◆ Records supplied
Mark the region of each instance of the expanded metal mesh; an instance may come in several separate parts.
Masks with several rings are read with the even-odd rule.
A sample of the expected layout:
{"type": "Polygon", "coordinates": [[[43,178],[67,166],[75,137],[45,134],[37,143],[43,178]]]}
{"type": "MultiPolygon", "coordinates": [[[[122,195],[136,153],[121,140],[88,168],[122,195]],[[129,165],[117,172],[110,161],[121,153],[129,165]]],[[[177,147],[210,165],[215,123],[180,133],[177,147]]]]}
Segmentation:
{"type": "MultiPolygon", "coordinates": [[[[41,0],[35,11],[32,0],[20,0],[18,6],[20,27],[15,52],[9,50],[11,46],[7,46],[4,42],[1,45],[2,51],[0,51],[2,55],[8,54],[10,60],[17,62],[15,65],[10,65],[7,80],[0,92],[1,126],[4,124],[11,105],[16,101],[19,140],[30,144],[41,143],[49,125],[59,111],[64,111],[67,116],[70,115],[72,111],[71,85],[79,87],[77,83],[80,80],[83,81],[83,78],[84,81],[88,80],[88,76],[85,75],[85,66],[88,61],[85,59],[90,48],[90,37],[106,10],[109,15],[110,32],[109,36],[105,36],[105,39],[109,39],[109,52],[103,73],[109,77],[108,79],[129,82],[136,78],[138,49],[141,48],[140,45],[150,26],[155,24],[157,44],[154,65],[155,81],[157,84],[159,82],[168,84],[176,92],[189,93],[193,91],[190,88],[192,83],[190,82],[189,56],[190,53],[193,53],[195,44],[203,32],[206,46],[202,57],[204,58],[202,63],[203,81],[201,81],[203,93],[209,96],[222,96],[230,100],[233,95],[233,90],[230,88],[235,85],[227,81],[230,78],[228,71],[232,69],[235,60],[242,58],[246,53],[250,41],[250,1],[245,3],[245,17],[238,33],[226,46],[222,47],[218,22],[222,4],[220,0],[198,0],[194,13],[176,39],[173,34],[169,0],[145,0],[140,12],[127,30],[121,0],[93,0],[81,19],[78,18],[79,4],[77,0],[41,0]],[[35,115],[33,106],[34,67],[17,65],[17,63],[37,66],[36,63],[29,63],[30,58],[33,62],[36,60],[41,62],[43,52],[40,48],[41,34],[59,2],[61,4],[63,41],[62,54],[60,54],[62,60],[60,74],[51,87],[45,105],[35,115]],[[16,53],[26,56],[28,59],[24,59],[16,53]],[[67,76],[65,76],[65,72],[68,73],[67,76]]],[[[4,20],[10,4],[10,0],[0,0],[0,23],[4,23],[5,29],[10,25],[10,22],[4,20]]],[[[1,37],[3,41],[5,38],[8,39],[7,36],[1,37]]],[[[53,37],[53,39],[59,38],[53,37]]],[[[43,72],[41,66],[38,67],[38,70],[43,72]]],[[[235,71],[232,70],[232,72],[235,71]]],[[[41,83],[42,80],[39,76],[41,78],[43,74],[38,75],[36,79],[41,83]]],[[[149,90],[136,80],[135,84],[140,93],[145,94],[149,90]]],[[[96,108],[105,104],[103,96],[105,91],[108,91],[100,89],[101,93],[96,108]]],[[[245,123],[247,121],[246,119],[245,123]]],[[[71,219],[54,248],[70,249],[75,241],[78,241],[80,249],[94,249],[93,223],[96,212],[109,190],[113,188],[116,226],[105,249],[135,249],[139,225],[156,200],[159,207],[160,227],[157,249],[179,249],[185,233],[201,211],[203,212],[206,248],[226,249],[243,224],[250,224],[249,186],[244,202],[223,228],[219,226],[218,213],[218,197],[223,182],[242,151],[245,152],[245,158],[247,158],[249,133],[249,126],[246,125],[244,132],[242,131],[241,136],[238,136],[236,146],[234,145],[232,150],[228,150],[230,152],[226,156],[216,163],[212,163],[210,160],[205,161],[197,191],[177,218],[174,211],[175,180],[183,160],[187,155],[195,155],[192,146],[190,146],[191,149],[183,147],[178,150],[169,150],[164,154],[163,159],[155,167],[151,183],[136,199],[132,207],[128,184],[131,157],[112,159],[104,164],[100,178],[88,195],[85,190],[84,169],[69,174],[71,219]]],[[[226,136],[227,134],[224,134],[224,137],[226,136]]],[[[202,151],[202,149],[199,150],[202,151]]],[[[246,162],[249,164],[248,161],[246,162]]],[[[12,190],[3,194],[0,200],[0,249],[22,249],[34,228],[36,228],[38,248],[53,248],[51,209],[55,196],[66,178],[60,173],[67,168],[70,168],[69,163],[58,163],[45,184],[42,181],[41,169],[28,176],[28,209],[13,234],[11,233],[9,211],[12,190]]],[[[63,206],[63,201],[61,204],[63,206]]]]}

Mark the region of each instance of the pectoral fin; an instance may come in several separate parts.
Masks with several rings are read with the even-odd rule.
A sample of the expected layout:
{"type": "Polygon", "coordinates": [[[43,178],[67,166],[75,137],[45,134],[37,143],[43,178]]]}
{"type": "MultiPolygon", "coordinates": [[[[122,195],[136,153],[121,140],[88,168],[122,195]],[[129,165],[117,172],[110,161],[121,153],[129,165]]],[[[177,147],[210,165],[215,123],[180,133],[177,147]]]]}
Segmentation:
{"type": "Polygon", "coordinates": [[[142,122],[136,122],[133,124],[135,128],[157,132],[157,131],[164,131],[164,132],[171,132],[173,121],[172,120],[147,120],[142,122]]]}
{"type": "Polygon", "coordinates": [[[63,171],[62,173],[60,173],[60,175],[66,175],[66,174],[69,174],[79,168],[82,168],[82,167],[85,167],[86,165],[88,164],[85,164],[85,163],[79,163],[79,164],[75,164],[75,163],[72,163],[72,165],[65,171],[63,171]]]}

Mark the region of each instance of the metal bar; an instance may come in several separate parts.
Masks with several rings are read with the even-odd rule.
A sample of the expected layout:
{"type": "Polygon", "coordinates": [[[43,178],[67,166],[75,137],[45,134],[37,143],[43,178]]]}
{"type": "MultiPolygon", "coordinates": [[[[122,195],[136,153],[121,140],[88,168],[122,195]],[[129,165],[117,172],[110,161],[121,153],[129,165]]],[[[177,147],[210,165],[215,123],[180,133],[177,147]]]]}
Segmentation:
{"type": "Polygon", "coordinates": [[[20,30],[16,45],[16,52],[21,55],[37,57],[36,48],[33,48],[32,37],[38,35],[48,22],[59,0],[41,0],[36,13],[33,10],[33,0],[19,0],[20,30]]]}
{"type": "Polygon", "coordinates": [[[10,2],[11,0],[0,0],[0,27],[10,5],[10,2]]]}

...

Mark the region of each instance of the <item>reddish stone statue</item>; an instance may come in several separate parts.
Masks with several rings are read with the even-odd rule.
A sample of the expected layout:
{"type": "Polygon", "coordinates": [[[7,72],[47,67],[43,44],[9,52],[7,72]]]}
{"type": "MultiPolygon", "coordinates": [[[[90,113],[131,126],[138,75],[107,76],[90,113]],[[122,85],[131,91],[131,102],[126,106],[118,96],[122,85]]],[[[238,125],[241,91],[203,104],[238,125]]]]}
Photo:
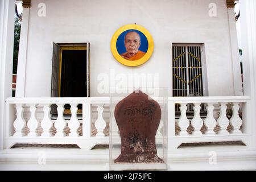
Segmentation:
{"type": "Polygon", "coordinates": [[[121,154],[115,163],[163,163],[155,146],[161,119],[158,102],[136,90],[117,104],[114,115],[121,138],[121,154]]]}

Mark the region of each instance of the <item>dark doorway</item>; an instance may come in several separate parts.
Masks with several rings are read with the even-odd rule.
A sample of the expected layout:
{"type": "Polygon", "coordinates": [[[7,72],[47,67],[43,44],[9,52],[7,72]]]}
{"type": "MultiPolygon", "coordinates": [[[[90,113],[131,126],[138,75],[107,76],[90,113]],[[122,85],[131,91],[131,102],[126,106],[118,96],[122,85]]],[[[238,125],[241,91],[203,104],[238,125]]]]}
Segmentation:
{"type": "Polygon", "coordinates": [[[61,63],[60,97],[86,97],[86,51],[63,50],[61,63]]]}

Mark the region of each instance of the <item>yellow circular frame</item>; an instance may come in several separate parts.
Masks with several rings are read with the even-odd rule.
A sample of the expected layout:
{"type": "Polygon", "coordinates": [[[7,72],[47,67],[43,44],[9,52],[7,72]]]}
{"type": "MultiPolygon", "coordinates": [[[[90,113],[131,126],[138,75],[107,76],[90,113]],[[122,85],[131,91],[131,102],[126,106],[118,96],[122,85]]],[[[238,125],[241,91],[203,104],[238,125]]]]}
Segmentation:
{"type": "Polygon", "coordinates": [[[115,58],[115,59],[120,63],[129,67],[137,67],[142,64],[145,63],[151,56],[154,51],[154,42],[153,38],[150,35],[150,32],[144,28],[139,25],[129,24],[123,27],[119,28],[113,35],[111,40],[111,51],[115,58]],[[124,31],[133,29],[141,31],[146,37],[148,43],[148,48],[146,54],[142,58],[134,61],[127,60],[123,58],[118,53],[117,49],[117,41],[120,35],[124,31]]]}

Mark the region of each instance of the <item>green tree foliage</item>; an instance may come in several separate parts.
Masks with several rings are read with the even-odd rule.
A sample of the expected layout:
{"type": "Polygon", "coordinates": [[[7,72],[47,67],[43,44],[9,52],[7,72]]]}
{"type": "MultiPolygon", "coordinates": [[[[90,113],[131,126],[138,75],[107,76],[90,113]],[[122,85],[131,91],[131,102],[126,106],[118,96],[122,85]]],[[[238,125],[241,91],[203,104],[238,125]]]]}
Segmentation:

◆ Exercise objective
Locate every line in the rows above that contains the word "metal", and copy each of those lines.

◆ Solved problem
Mark the region of each instance of the expanded metal mesh; an instance may come in several separate parts.
Mark the region of each instance of the metal bar; an instance may come in several separate parts.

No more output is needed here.